----- Data shown -----

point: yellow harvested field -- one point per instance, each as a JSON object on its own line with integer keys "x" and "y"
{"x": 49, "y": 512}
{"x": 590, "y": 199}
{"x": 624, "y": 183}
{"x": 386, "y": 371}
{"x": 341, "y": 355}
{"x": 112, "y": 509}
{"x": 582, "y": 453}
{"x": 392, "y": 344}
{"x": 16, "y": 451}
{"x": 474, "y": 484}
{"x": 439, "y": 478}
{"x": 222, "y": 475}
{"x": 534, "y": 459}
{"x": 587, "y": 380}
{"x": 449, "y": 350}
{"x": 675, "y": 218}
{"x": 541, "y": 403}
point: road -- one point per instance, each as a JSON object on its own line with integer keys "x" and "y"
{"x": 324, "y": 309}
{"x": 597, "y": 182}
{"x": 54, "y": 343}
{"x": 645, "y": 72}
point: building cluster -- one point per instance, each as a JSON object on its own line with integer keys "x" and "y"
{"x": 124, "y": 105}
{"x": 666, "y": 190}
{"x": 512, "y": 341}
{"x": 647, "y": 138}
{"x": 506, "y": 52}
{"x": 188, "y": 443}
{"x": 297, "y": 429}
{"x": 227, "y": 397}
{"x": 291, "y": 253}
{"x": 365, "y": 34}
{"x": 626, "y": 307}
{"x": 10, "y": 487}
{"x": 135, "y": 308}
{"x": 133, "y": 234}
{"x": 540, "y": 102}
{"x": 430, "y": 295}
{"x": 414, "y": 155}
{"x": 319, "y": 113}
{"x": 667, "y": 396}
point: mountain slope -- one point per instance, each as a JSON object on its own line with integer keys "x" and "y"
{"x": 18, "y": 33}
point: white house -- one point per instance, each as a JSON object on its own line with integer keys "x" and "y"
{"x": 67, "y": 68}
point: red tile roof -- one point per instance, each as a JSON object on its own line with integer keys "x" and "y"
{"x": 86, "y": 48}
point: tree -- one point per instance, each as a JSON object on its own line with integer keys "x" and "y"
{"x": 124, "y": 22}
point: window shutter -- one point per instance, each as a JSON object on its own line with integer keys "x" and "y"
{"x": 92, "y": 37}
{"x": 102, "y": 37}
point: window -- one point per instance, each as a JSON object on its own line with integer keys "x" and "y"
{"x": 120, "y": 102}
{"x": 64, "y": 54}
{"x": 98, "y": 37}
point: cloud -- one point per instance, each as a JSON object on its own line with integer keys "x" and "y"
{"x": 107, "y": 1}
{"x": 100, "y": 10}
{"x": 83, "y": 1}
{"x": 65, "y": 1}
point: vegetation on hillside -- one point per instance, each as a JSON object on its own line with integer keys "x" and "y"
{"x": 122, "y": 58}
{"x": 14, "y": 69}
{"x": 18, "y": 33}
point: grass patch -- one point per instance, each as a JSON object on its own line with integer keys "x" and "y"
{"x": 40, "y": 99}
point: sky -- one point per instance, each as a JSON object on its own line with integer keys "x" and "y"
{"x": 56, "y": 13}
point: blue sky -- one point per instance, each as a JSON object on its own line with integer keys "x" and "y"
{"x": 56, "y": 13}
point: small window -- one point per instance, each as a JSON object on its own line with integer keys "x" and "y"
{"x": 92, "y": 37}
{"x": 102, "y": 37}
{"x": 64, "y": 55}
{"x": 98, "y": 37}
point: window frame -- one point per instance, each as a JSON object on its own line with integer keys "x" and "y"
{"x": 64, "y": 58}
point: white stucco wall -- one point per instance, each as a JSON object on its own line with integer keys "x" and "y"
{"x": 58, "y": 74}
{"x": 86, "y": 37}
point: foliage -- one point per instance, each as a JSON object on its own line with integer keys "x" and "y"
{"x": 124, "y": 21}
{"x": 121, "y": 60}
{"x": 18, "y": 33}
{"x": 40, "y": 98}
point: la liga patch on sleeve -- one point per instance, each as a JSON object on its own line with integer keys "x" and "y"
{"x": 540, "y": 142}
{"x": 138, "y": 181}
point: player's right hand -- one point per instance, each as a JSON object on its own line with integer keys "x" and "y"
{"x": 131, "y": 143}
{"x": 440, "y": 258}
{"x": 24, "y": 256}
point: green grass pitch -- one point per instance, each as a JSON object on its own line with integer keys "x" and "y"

-----

## Requirement
Could you retype every line of the data exactly?

## Response to this task
point: yellow harvested field -- one point per instance, each as a JSON object on its own line with integer keys "x" and "y"
{"x": 49, "y": 512}
{"x": 590, "y": 199}
{"x": 624, "y": 183}
{"x": 386, "y": 371}
{"x": 341, "y": 355}
{"x": 112, "y": 509}
{"x": 582, "y": 453}
{"x": 392, "y": 344}
{"x": 16, "y": 451}
{"x": 474, "y": 484}
{"x": 439, "y": 478}
{"x": 222, "y": 475}
{"x": 534, "y": 459}
{"x": 587, "y": 380}
{"x": 449, "y": 350}
{"x": 675, "y": 218}
{"x": 541, "y": 403}
point: road -- one point per instance, each as a JSON object on its own line with integer keys "x" and "y"
{"x": 324, "y": 309}
{"x": 597, "y": 182}
{"x": 54, "y": 343}
{"x": 645, "y": 72}
point: building cluster -- one point per instance, each as a JSON object on its own line with integer keys "x" and "y"
{"x": 124, "y": 105}
{"x": 666, "y": 190}
{"x": 512, "y": 341}
{"x": 647, "y": 138}
{"x": 506, "y": 52}
{"x": 188, "y": 443}
{"x": 297, "y": 429}
{"x": 227, "y": 397}
{"x": 291, "y": 253}
{"x": 365, "y": 34}
{"x": 626, "y": 307}
{"x": 10, "y": 487}
{"x": 135, "y": 308}
{"x": 133, "y": 234}
{"x": 540, "y": 102}
{"x": 430, "y": 295}
{"x": 414, "y": 155}
{"x": 319, "y": 113}
{"x": 667, "y": 396}
point: mountain slope -- one point per instance, each as a JSON object on its own line with integer keys "x" and "y"
{"x": 18, "y": 33}
point: white house -- one point per instance, each as a JSON object on its own line with integer keys "x" and "y"
{"x": 67, "y": 68}
point: red tile roof -- one point per instance, each as a JSON object on its own line with integer keys "x" and "y"
{"x": 86, "y": 48}
point: tree -- one point per instance, each as a JSON object on its own line with integer keys "x" and "y"
{"x": 124, "y": 22}
point: window shutter -- one point per instance, each as a JSON object on its own line with integer keys "x" and "y"
{"x": 92, "y": 37}
{"x": 102, "y": 37}
point: window -- one point per instance, each as a JSON object on its own line with integer keys "x" and "y"
{"x": 120, "y": 102}
{"x": 64, "y": 54}
{"x": 98, "y": 37}
point: cloud -- one point per instance, each as a JSON object on its own line with integer keys "x" and "y"
{"x": 107, "y": 1}
{"x": 100, "y": 10}
{"x": 83, "y": 1}
{"x": 65, "y": 1}
point: vegetation on hillside -- one point per instance, each as a JSON object on its own line with integer keys "x" and "y"
{"x": 122, "y": 58}
{"x": 14, "y": 69}
{"x": 18, "y": 33}
point: grass patch -- one point per instance, each as a JSON object on its own line with integer keys "x" and "y"
{"x": 40, "y": 99}
point: sky -- one point per instance, each as a JSON object on its own line with integer keys "x" and "y"
{"x": 56, "y": 13}
point: blue sky -- one point per instance, each as a JSON object on its own line with integer keys "x" and "y"
{"x": 56, "y": 13}
point: small window -- one point per instance, each as a JSON object on its own line with integer keys "x" and "y"
{"x": 92, "y": 37}
{"x": 102, "y": 37}
{"x": 64, "y": 55}
{"x": 98, "y": 37}
point: window frame -- one point per instance, each as a JSON object on its own line with integer keys "x" and "y"
{"x": 64, "y": 58}
point: white stucco wall -- one point per instance, each as a JSON object on its own line with integer keys "x" and "y"
{"x": 58, "y": 74}
{"x": 86, "y": 37}
point: foliage -- one point per instance, each as a JSON object on its own line with integer keys "x" and "y"
{"x": 124, "y": 21}
{"x": 121, "y": 60}
{"x": 18, "y": 33}
{"x": 40, "y": 98}
point: la liga patch on sleeve -- one point per instance, each as a JSON object on its own line with integer keys "x" and "y"
{"x": 540, "y": 142}
{"x": 138, "y": 181}
point: player's right hand -- one point per instance, each as a JSON object on its own line with integer keys "x" and "y"
{"x": 131, "y": 143}
{"x": 440, "y": 258}
{"x": 24, "y": 256}
point: green grass pitch -- one point per instance, each as a JSON object on its own line with integer keys "x" and "y"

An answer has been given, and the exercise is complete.